The task:
Quote the rows below word for word, starting at the line that contains "Target: toddler boy" and running through the last row, with both ends included.

[Rows excerpted from a collection]
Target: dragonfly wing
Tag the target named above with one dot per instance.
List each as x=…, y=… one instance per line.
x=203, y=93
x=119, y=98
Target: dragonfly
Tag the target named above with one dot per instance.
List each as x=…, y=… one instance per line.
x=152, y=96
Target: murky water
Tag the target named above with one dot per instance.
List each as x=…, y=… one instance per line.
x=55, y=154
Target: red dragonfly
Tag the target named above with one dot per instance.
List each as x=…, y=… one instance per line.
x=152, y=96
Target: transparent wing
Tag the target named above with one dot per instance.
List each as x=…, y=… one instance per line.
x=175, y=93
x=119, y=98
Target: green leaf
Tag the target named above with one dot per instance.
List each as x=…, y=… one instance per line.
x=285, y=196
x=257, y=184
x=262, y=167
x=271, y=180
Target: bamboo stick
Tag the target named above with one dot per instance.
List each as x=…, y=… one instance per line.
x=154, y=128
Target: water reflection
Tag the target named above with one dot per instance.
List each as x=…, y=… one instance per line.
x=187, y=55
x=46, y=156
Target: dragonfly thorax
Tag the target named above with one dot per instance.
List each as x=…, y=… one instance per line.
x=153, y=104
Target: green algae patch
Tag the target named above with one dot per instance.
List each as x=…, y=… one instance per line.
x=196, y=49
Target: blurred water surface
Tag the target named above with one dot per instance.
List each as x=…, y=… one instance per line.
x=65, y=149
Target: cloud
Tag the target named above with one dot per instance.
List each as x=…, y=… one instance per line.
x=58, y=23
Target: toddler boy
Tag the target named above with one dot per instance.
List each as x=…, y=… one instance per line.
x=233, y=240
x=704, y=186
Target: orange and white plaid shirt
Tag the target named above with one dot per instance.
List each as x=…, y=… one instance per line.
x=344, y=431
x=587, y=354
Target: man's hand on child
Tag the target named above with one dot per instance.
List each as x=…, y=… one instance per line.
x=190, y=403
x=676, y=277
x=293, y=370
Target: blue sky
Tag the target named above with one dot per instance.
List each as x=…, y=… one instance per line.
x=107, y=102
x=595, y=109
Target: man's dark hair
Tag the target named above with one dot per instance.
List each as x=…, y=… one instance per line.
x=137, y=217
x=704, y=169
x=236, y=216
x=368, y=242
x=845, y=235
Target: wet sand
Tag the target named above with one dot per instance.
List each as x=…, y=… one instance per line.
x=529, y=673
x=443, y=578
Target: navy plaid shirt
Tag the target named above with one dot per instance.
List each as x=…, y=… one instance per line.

Correct result:
Target: toddler boy
Tag the target named above with one dot per instance.
List each as x=…, y=… one instance per line.
x=233, y=240
x=704, y=186
Target: orange and white plaid shirt
Tag the target named above with one dot per instance.
List each as x=…, y=… one instance per line.
x=344, y=431
x=587, y=354
Target: man's hand on child
Tag the target named above with one dot per instance.
List each as x=…, y=… one instance per line.
x=190, y=403
x=676, y=277
x=293, y=370
Target: blue sky
Tag the target named above with one dot per instance.
List each as x=…, y=… one instance per line.
x=107, y=102
x=595, y=109
Target: man's dark hair
Tag the target named above with one dot per instance.
List each as x=…, y=… one instance per line.
x=137, y=217
x=704, y=169
x=236, y=216
x=368, y=242
x=845, y=235
Target: wet sand
Tag the target named above with one dot per instance.
List each as x=…, y=… one instance per line.
x=529, y=673
x=443, y=578
Target: navy plaid shirt
Tag the target named above with one dot per instance.
List each as x=…, y=… one instance per line.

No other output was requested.